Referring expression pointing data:

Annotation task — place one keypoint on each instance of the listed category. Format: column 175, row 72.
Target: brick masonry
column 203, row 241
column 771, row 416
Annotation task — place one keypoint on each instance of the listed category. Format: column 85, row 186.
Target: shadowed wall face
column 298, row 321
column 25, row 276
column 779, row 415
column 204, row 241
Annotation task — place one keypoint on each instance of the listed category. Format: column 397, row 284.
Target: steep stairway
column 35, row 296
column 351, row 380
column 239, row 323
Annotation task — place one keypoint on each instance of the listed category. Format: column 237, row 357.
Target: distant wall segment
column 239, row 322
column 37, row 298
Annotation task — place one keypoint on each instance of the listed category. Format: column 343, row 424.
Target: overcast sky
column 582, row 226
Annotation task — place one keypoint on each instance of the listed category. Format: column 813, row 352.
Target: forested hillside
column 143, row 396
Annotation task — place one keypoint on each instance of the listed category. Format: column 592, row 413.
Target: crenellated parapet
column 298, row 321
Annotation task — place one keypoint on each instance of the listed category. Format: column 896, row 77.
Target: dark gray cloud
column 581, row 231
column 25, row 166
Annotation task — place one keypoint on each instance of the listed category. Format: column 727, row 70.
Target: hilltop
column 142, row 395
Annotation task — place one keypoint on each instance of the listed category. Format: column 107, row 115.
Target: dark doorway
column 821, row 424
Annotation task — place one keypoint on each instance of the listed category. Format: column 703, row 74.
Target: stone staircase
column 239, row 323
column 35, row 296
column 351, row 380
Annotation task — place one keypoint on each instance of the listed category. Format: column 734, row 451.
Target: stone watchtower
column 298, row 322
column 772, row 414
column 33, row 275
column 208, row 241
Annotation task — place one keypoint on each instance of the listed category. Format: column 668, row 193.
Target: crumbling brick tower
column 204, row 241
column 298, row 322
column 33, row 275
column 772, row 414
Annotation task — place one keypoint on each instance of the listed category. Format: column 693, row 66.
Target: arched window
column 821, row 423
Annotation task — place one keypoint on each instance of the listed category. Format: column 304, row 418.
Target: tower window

- **TASK STATEMENT**
Going back over the entries above, copy word for word every line from the one that has "592, row 413." on through the one that has "304, row 418.".

- **RESULT OF THIS EXERCISE**
Annotation task — place one keypoint on each instance of the listed category. Format: column 592, row 413.
Target: crenellated parapet
column 298, row 321
Annotation task — place one keypoint on each instance of the listed category. Format: column 896, row 77.
Target: dark gray cloud
column 581, row 231
column 25, row 166
Annotation task — place one keypoint on each instance of the listed category. Format: column 727, row 70.
Target: hilltop
column 142, row 395
Annotation task — place one keypoint on each instance of the listed category. Format: column 107, row 115.
Target: dark doorway
column 821, row 424
Annotation task — place one keypoint on each instance of the listed category. Format: column 703, row 74.
Target: stone staircase
column 239, row 323
column 35, row 296
column 351, row 380
Annotation task — place one keypoint on each instance of the listed category. Format: column 734, row 451.
Target: stone watchtower
column 298, row 322
column 772, row 414
column 33, row 275
column 208, row 241
Annotation task — place one keypoint on each instance of the listed category. Format: column 668, row 193.
Target: crumbling brick tower
column 204, row 241
column 298, row 322
column 33, row 275
column 772, row 414
Annotation task — place one keypoint on each instance of the listed category. Format: column 693, row 66.
Target: arched window
column 821, row 423
Annotation task — place one keypoint on each instance of the listed category. Format: column 304, row 418.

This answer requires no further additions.